> **DOCUMENT EXTRACT**:
_____

Clin Endosc > Volume 55(6); 2022 > Article
Song, Kim, Yang, Lee, Jung, Kim, and Cho: Underestimation of endoscopic size in large gastric epithelial neoplasms

Abstract

Background/Aims

Endoscopic submucosal dissection (ESD) is an effective method for resecting gastric adenomas and adenocarcinomas. A significant discrepancy was observed between endoscopic and pathological sizes in samples obtained from patients undergoing ESD. This study elucidates the factors affecting size discrepancy after formalin fixation.

Methods

The records of 64 patients with 69 lesions were analyzed, including 50 adenomas and 19 adenocarcinomas. Data on location, gross shape, histology, and size after fixation in formalin were collected.

Results

The mean size of the resected specimen appeared to decrease after formalin fixation (37.5 mm prefixation vs. 35.8 mm postfixation, p<0.05). The mean long axis diameter of the lesions was 20.3±7.9 mm prefixation and 13.4±7.9 mm postfixation. Size differences in lesions smaller than 20 mm were significantly greater than those in lesions larger than 20 mm (7.6±5.6 mm vs. 2.5±5.8 mm, p<0.01). In multivariate analysis, a tumor size of ≥20 mm was found to be an independent factor affecting size postformalin fixation (p<0.05).

_____

> **MATERIAL SUPPLIED**:
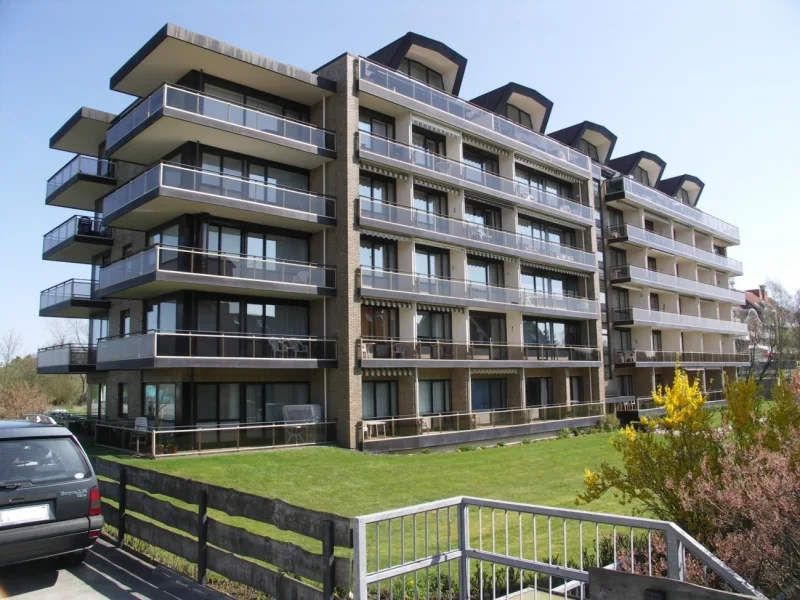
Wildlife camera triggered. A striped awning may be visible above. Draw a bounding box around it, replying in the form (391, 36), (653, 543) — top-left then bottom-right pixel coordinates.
(514, 154), (583, 183)
(361, 369), (414, 377)
(414, 175), (461, 194)
(359, 163), (408, 180)
(411, 116), (461, 138)
(361, 298), (411, 308)
(417, 302), (464, 313)
(464, 135), (511, 156)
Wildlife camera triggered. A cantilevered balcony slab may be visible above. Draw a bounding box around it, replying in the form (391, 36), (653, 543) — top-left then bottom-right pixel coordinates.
(97, 331), (337, 370)
(358, 267), (600, 319)
(97, 245), (336, 299)
(106, 85), (336, 169)
(42, 215), (114, 264)
(45, 154), (117, 211)
(39, 279), (111, 319)
(103, 163), (336, 231)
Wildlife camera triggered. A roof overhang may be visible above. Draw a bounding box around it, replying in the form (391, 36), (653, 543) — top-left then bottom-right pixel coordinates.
(50, 106), (117, 156)
(111, 23), (336, 105)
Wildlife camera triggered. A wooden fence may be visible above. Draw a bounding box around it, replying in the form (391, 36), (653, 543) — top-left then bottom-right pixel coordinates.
(95, 458), (352, 600)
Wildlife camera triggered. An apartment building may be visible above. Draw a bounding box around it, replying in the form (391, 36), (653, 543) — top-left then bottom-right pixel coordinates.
(39, 25), (741, 451)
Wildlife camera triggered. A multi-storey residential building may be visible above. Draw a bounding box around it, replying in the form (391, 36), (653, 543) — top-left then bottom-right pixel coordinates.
(39, 25), (740, 451)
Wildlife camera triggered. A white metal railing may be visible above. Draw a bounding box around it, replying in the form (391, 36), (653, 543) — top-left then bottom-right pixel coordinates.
(103, 163), (336, 219)
(353, 496), (764, 600)
(609, 265), (744, 305)
(608, 225), (742, 273)
(605, 177), (739, 242)
(106, 84), (335, 151)
(359, 58), (591, 177)
(359, 196), (597, 270)
(358, 131), (594, 224)
(47, 154), (116, 198)
(97, 244), (336, 295)
(361, 267), (598, 317)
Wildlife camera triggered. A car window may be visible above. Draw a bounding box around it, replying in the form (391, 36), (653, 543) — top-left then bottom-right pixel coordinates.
(0, 438), (91, 486)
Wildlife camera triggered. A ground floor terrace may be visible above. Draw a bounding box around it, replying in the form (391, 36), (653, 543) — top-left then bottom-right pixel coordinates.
(81, 367), (604, 455)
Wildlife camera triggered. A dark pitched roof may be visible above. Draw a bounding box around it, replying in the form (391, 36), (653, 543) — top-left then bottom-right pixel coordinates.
(367, 31), (467, 96)
(547, 121), (617, 164)
(470, 81), (553, 133)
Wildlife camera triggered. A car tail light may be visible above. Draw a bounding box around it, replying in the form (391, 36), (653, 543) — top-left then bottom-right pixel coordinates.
(89, 486), (103, 517)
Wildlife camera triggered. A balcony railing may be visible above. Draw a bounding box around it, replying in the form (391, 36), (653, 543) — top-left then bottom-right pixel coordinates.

_____

> **APPLY WHAT YOU READ**:
1 - In the abstract on gastric lesion size after formalin fixation, rewrite the passage from "The mean size" up to and including "postformalin fixation (p<0.05).", replacing "specimen" with "sample".
2 - Turn the paragraph of the gastric lesion size abstract that begins "The mean size of the resected specimen" into a short list that keeps its main findings.
3 - Pick up the abstract on endoscopic versus pathological size of gastric neoplasms right after its final sentence and keep writing it.

> **ANSWER SET**:
1 -
The mean size of the resected sample appeared to decrease after formalin fixation (37.5 mm prefixation vs. 35.8 mm postfixation, p<0.05). The mean long axis diameter of the lesions was 20.3±7.9 mm prefixation and 13.4±7.9 mm postfixation. Size differences in lesions smaller than 20 mm were significantly greater than those in lesions larger than 20 mm (7.6±5.6 mm vs. 2.5±5.8 mm, p<0.01). In multivariate analysis, a tumor size of ≥20 mm was found to be an independent factor affecting size postformalin fixation (p<0.05).

2 -
- The mean size of the resected specimen fell after formalin fixation, from 37.5 mm to 35.8 mm (p<0.05).
- The mean long axis diameter of the lesions was 20.3±7.9 mm before fixation and 13.4±7.9 mm after.
- Lesions smaller than 20 mm showed significantly greater size differences than lesions larger than 20 mm (7.6±5.6 mm vs. 2.5±5.8 mm, p<0.01).
- In multivariate analysis, a tumor size of ≥20 mm was an independent factor affecting size after formalin fixation (p<0.05).

3 -
Conclusions

The endoscopic size of lesions before ESD may be underestimated in tumors larger than 20 mm in size. Therefore, increased attention must be paid during ESD to avoid instances of incomplete resection.

INTRODUCTION

Endoscopic submucosal dissection (ESD) is the safest and most effective method for treating malignant tumors and precancerous lesions confined to the gastric mucosa.1 The absolute indications for gastric ESD include endoscopic treatment of differentiated intramucosal tumors, elevated lesions (measuring ≤2 cm), depressed lesions (≤1 cm), and no evidence of lymph node metastasis.2 Studies on the probability of lymph node metastasis in malignant gastric tumors were based on the size of the resected lesion measured after formalin fixation. However, a specimen obtained after surgery was fixed in formalin for a certain period of time, which led to size reduction.3-5
Lesion size is an important parameter to consider when avoiding incomplete resection in ESD.6 The larger the size of the early gastric lesion, the greater the possibility of lymph node metastasis and adenoma accompanied by cancer.7 To date, studies on lesion size have compared microscopic size with the size measured during the endoscopic procedure.8,9 The endoscopic lesion size may differ from its actual size because of gastric movements and technical limitations. In this study, we aimed to compare the pre- and postfixation tumor size of gastric adenoma and adenocarcinoma specimens obtained following ESD, and to identify the changes in size depending on lesion characteristics.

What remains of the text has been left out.